Supplied material:
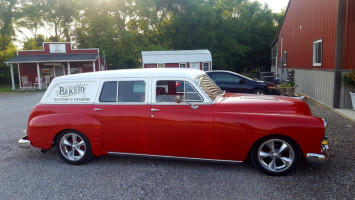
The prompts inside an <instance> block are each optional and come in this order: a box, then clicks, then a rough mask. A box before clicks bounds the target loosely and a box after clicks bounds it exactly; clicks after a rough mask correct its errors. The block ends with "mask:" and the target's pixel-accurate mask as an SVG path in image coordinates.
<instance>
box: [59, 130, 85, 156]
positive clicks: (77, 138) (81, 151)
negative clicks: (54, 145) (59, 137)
mask: <svg viewBox="0 0 355 200" xmlns="http://www.w3.org/2000/svg"><path fill="white" fill-rule="evenodd" d="M59 145H60V153H62V155H63V156H64V157H65V158H66V159H68V160H70V161H77V160H80V159H82V158H83V157H84V155H85V153H86V144H85V141H84V139H83V138H82V137H80V136H79V135H77V134H76V133H67V134H65V135H64V136H63V137H62V138H61V140H60V143H59Z"/></svg>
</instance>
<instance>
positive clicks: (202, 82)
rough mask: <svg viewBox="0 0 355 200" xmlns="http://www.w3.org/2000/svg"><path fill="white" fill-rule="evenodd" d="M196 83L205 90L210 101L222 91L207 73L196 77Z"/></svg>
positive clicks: (214, 97)
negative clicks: (209, 99) (197, 76)
mask: <svg viewBox="0 0 355 200" xmlns="http://www.w3.org/2000/svg"><path fill="white" fill-rule="evenodd" d="M196 83H197V84H198V85H199V86H200V87H201V88H202V89H203V90H204V91H205V93H206V94H207V95H208V97H210V98H211V100H212V101H214V100H216V98H217V97H218V96H220V95H221V94H223V91H222V90H221V89H220V88H219V87H218V86H217V85H216V84H215V82H213V81H212V80H211V78H210V77H209V76H207V75H202V76H198V77H196Z"/></svg>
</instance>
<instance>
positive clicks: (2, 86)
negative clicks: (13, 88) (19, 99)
mask: <svg viewBox="0 0 355 200" xmlns="http://www.w3.org/2000/svg"><path fill="white" fill-rule="evenodd" d="M11 88H12V86H11V85H0V93H2V92H14V91H12V90H11Z"/></svg>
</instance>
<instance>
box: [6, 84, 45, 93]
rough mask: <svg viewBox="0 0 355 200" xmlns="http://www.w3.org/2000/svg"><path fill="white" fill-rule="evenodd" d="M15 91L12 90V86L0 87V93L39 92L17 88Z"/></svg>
mask: <svg viewBox="0 0 355 200" xmlns="http://www.w3.org/2000/svg"><path fill="white" fill-rule="evenodd" d="M15 89H16V90H15V91H13V90H12V85H0V93H4V92H38V91H41V90H39V89H32V90H20V88H19V87H18V86H16V87H15Z"/></svg>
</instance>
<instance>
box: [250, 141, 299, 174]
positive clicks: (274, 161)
mask: <svg viewBox="0 0 355 200" xmlns="http://www.w3.org/2000/svg"><path fill="white" fill-rule="evenodd" d="M250 153H251V159H252V161H253V163H254V165H255V166H256V167H258V168H259V169H260V170H261V171H262V172H264V173H266V174H269V175H276V176H281V175H286V174H288V173H289V172H291V171H292V170H293V169H295V167H296V166H297V164H298V162H299V161H300V159H301V157H302V154H301V149H300V148H299V146H298V145H297V143H296V142H295V141H294V140H292V139H291V138H289V137H287V136H282V135H273V136H267V137H264V138H262V139H260V140H259V141H257V142H256V143H255V144H254V145H253V147H252V149H251V152H250Z"/></svg>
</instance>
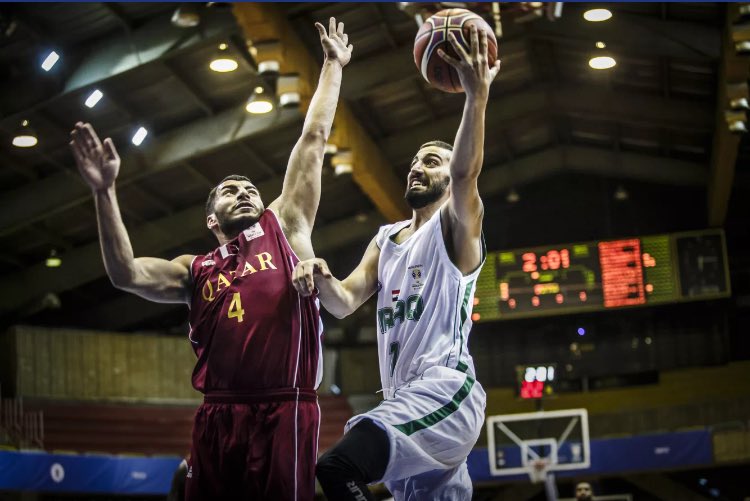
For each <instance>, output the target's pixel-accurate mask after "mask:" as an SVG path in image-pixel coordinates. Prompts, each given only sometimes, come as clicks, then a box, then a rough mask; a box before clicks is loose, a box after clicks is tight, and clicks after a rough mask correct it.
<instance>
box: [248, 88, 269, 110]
mask: <svg viewBox="0 0 750 501" xmlns="http://www.w3.org/2000/svg"><path fill="white" fill-rule="evenodd" d="M245 110H246V111H247V112H248V113H252V114H253V115H262V114H264V113H269V112H270V111H271V110H273V100H272V99H271V96H270V95H269V93H268V92H266V90H265V89H264V88H263V87H261V86H258V87H256V88H255V91H254V92H253V95H252V96H250V99H248V100H247V105H246V106H245Z"/></svg>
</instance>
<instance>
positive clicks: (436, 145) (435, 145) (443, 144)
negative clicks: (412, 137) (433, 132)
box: [419, 139, 453, 151]
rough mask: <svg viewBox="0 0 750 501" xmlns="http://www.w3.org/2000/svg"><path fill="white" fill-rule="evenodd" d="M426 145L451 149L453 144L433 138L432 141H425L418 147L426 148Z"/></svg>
mask: <svg viewBox="0 0 750 501" xmlns="http://www.w3.org/2000/svg"><path fill="white" fill-rule="evenodd" d="M428 146H437V147H438V148H443V149H444V150H448V151H453V145H452V144H450V143H446V142H445V141H440V140H439V139H435V140H433V141H427V142H426V143H424V144H423V145H422V146H420V147H419V149H420V150H421V149H422V148H426V147H428Z"/></svg>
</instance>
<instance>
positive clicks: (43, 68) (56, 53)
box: [42, 50, 60, 71]
mask: <svg viewBox="0 0 750 501" xmlns="http://www.w3.org/2000/svg"><path fill="white" fill-rule="evenodd" d="M59 59H60V56H59V55H58V54H57V52H55V51H54V50H53V51H52V52H50V53H49V55H48V56H47V57H46V58H44V61H43V62H42V69H43V70H44V71H49V70H51V69H52V67H53V66H54V65H55V63H56V62H57V61H58V60H59Z"/></svg>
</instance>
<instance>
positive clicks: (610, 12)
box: [583, 9, 612, 23]
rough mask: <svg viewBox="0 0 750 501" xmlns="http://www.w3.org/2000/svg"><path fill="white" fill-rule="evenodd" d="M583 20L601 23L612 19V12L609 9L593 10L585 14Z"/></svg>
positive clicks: (595, 9)
mask: <svg viewBox="0 0 750 501" xmlns="http://www.w3.org/2000/svg"><path fill="white" fill-rule="evenodd" d="M583 18H584V19H585V20H586V21H589V22H592V23H599V22H601V21H606V20H608V19H611V18H612V12H610V11H609V10H608V9H591V10H587V11H586V12H584V13H583Z"/></svg>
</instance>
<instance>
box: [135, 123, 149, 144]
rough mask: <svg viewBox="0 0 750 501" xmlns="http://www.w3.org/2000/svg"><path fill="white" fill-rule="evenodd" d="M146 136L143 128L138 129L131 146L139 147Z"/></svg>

Problem statement: Restate word for word every line from the one containing "20L601 23L612 19V12L609" through the final line of the listing. Both end lines belong in the answer.

Response to the task:
rough mask: <svg viewBox="0 0 750 501" xmlns="http://www.w3.org/2000/svg"><path fill="white" fill-rule="evenodd" d="M583 20L601 23L612 19V12L609 9L593 10L585 14Z"/></svg>
positive clicks: (595, 9)
mask: <svg viewBox="0 0 750 501" xmlns="http://www.w3.org/2000/svg"><path fill="white" fill-rule="evenodd" d="M583 18H584V19H585V20H586V21H589V22H592V23H599V22H601V21H606V20H608V19H611V18H612V12H610V11H609V10H608V9H591V10H587V11H586V12H584V13H583Z"/></svg>
</instance>
<instance>
box: [135, 123, 149, 144]
rough mask: <svg viewBox="0 0 750 501" xmlns="http://www.w3.org/2000/svg"><path fill="white" fill-rule="evenodd" d="M146 136L143 128L138 129L131 146L139 147Z"/></svg>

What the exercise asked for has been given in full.